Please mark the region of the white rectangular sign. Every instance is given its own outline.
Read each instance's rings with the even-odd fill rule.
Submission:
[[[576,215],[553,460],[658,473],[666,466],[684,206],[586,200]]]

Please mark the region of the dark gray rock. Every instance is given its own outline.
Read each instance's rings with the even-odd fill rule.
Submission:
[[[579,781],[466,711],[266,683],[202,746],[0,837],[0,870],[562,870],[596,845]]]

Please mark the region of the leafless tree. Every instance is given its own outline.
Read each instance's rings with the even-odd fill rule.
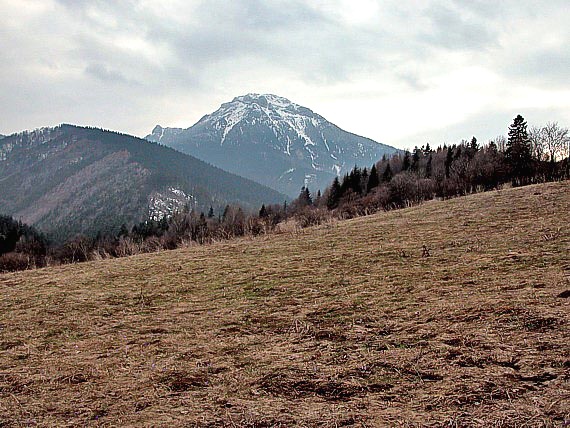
+++
#### DIRECTIONS
Update the listing lines starting at the line containing "Please mark the region of the leafless" and ending at the end of the listing by replacing "leafless tree" with "bare tree", leaving everything else the same. Give only those lines and leave out the picture.

#### REPLY
Please mark the region of the bare tree. Every instance is given its own outline.
Read each instance's rings with the even-odd fill rule.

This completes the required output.